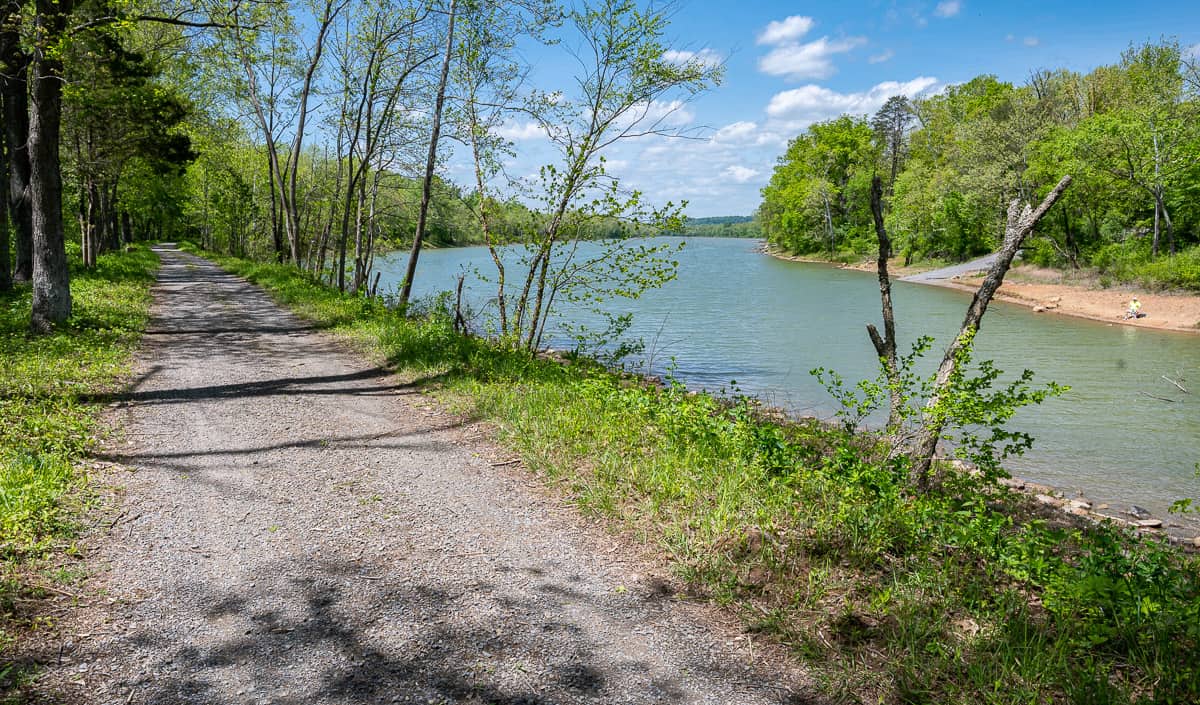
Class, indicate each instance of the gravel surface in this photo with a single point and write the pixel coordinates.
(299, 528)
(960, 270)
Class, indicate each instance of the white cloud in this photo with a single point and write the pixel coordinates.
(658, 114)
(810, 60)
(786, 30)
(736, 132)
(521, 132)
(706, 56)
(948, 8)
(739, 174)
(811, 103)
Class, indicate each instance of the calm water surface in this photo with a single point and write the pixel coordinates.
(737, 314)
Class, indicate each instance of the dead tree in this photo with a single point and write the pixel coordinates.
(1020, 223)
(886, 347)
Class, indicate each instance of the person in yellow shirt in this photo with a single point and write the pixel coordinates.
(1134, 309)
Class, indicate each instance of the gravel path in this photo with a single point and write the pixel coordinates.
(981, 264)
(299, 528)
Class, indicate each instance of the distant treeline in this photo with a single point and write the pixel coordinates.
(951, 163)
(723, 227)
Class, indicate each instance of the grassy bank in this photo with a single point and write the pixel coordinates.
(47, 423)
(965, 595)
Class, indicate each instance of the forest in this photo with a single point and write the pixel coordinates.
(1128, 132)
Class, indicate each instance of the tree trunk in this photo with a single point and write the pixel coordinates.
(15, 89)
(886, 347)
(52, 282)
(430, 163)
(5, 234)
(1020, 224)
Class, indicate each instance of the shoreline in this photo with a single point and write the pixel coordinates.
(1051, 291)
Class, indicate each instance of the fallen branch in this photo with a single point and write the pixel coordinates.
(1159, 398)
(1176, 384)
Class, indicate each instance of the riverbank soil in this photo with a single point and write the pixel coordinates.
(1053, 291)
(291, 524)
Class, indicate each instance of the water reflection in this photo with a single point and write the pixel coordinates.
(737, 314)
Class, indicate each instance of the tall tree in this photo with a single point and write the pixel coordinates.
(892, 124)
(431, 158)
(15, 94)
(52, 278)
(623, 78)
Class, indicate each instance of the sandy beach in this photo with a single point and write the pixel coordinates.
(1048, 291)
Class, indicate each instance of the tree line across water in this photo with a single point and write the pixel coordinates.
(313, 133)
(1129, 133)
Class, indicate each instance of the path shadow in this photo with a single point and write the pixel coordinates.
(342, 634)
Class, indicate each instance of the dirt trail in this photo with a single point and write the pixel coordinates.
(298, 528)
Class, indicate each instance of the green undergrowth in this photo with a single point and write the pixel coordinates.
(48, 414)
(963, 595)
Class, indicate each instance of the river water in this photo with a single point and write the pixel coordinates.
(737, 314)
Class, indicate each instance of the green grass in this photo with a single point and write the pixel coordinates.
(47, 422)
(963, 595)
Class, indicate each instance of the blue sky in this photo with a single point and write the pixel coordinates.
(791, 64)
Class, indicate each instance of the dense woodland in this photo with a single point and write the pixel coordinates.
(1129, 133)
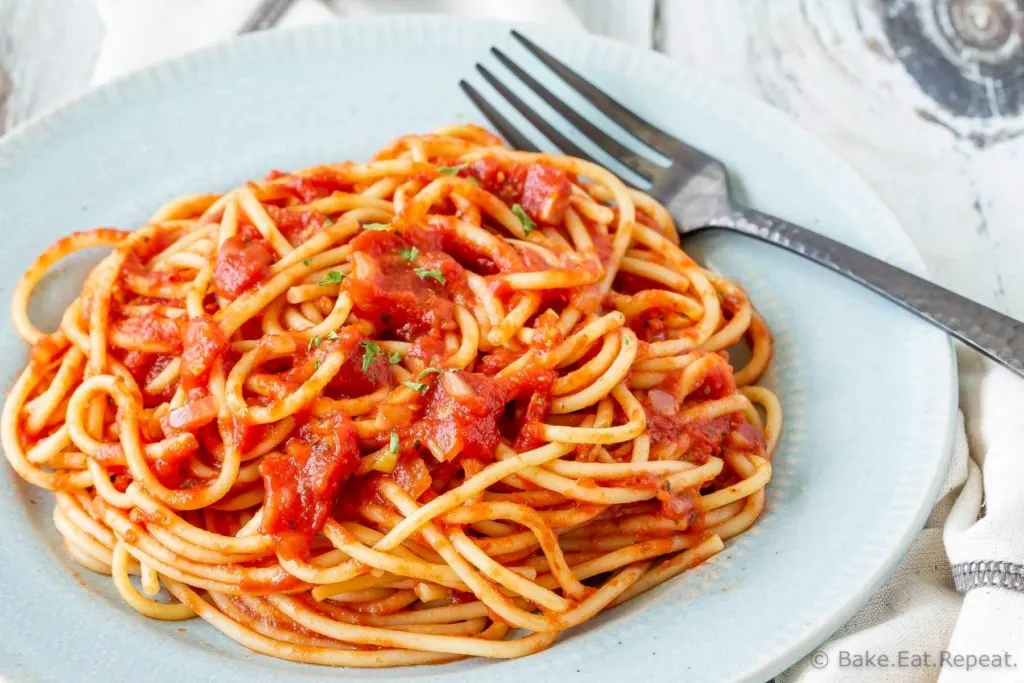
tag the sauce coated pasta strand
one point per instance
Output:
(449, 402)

• • •

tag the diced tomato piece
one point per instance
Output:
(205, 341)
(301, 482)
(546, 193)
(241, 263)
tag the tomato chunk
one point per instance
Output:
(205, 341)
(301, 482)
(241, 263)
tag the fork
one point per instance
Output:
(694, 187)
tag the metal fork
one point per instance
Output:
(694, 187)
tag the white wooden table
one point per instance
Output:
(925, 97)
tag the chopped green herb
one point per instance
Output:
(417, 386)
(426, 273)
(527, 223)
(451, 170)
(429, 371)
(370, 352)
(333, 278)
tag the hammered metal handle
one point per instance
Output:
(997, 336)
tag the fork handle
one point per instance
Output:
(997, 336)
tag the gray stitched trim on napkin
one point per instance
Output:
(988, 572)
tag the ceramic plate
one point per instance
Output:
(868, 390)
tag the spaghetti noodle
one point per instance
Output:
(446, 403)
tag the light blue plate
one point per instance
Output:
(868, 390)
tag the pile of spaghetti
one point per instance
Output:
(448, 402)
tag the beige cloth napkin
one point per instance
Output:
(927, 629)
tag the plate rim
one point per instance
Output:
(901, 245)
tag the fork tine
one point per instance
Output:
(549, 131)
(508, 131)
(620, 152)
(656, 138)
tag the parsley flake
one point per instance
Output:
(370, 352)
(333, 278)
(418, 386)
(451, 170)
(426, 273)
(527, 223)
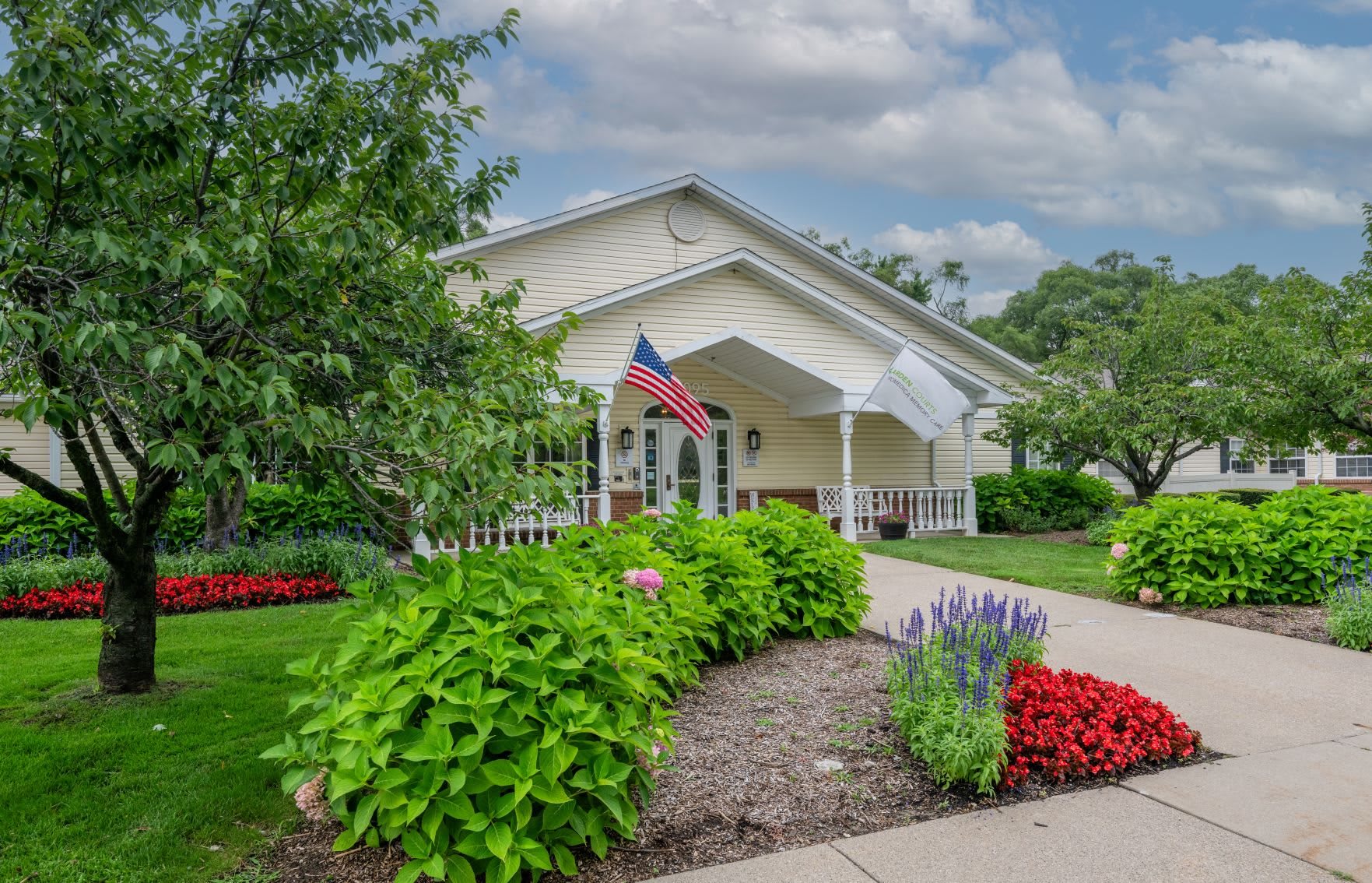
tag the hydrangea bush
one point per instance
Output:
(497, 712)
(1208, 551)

• • •

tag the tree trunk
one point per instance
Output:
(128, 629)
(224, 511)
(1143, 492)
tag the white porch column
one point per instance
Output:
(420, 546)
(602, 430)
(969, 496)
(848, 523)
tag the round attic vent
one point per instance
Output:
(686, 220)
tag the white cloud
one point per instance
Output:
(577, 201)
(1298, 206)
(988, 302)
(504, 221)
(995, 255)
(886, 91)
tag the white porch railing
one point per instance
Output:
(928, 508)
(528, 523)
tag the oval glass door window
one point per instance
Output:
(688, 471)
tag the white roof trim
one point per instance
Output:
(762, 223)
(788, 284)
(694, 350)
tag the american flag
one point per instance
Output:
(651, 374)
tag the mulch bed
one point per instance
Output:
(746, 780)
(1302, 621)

• • •

▶ _TASK INSTRUCTIONS_
Look over the entries above. Copy every line that contains the word "metal".

▶ _SOLUTION TO THE EXERCISE_
tag the metal fork
tag the hammered metal handle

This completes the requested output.